_Reading text_.
Start of Block

More Americans than ever are backing abortion rights since the U.S. Supreme Court overturned Roe v. Wade, 1973’s landmark decision that for five decades allowed women to make their own decisions about their pregnancies.
One in four people in a recent USA TODAY/Suffolk University survey said state efforts to restrict abortion access, following last year’s ruling in Dobbs v. Jackson Women’s Health Organization, made them more supportive of abortion rights.
Similarly, a Gallup poll found that a record 69% of Americans believe that abortion should be legal in the first three months of pregnancy. That’s up slightly from 67% a month before the Supreme Court snatched away the constitutional right a year ago, on June 24, 2022.
The numbers are encouraging, showing broad support for abortion rights despite the court’s conservative tilt and disconnect with public opinion. But meanwhile, the fight to safeguard women seeking abortions in states like Illinois — where Gov. J.B. Pritzker signed sweeping legislation to maintain the state’s status as “an island of reproductive justice” — is far from over.
Nationally, “we are just one election away from it all going away,” as Sarah Garza Resnick, the president & CEO of Personal PAC, told us last week.
Taking aim at local government
On a smaller scale, abortion rights are under attack in municipalities across the country, where far right anti-abortion activists are seeking to influence local city councils and target clinics in states where abortion remains legal. Their viewpoint is in the minority, but it’s a loud and dangerous minority.

End of Block

(Data entries)
Start of Block

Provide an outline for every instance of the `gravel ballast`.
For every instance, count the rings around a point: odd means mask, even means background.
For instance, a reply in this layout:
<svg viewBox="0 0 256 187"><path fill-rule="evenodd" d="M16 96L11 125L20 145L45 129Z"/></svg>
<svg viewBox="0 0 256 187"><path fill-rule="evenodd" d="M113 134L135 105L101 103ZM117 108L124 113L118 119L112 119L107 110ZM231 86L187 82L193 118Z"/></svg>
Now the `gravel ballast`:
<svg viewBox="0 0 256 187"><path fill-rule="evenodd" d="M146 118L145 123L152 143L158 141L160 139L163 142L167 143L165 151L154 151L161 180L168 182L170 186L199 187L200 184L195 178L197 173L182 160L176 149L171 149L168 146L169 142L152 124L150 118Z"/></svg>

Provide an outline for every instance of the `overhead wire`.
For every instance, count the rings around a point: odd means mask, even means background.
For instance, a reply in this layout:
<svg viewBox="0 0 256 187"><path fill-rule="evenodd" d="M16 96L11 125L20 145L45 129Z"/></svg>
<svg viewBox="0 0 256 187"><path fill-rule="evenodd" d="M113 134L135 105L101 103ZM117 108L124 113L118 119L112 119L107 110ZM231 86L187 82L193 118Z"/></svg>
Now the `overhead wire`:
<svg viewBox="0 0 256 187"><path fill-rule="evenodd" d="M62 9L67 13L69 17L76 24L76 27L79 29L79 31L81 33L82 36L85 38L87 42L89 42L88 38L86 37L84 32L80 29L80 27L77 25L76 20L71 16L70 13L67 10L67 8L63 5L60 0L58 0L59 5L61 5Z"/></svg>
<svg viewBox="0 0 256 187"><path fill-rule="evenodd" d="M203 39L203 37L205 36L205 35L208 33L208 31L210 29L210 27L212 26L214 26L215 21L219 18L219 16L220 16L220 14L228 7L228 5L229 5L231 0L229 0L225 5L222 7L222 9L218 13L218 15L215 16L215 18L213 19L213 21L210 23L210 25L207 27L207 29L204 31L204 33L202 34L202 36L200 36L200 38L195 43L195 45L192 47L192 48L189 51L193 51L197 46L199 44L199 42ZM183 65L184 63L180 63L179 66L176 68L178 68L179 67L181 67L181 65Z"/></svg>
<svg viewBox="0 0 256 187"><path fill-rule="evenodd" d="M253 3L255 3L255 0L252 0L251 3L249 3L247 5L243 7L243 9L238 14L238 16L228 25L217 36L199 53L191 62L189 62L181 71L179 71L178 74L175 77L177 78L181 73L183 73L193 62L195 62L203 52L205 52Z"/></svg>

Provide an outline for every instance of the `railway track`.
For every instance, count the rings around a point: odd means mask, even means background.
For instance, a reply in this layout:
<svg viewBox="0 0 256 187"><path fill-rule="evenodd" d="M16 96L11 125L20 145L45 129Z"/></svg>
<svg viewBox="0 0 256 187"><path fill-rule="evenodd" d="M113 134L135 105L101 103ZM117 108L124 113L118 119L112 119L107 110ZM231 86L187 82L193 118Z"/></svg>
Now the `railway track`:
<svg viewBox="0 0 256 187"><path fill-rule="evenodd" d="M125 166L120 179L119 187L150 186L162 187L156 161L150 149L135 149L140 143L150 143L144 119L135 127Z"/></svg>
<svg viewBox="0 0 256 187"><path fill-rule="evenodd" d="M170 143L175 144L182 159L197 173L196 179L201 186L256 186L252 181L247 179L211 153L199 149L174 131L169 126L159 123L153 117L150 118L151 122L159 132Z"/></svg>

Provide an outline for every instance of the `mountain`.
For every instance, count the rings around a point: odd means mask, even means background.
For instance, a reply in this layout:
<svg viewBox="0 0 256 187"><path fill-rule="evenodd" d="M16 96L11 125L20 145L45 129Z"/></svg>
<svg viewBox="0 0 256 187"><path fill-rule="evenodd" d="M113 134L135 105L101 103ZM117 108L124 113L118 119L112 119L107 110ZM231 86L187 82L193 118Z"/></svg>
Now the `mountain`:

End of Block

_List of tasks_.
**1)** Rewrite the paragraph beginning "Similarly, a Gallup poll" from the abortion rights text as a short bulleted list that keeps its main facts.
**2)** Continue the text on abortion rights after Dobbs from its last sentence.

_Answers to the exercises_.
**1)**
- A Gallup poll found a record 69% of Americans think abortion should be legal in the first three months of pregnancy.
- That is up slightly from 67% a month before the Supreme Court ended the constitutional right to abortion.
- The ruling came on June 24, 2022.

**2)**
In 2022, there were more arsons, burglaries, death threats and invasions against providers and clinics nationwide, according to the National Abortion Federation. There was also a “sharp increase” in such violence and disruption in states that are going the extra mile to keep abortions legal, NAF’s latest report revealed.
That includes Illinois, where anti-abortion protesters posed as patients to disrupt the Hope Clinic for Women in Granite City this past spring. In January, a Planned Parenthood facility in Peoria was firebombed. And in May, a senior citizen who was previously arrested for trespassing at the Peoria clinic allegedly drove his car into an abortion facility in east central Danville that has yet to open. Two weeks later, “an intruder” tore down some of the temporary repairs and may have tried to enter the building, the owner of the Danville property said.
These attacks took place just weeks after the Danville City Council passed an ordinance banning the mailing or shipping of abortion pills.
Neither the property damage nor the passing of such legislation — which Illinois Attorney General Kwame Raoul and the American Civil Liberties Union pointed out violates state law — were coincidences.
The seeds of anti-abortion fervor were further buttressed in Danville by a pair of Texans: millennial pastor Mark Lee Dickson and Jonathan Mitchell, the former solicitor general of the Lone Star State. Dickson has his eyes set on Collinsville and Quincy next, Garza Resnick said.
As Michele Landau, CEO of Hope Clinic for Women, put it, “Anti-abortion extremists are completely emboldened by the Dobbs decision and they are increasingly focused on clinics in states with protective measures like Illinois.”
Raoul has assured the public that Danville’s “symbolic” ordinance “is not in effect and will not take effect.” Illinois’ Reproductive Health Act forbids local government from limiting abortion rights.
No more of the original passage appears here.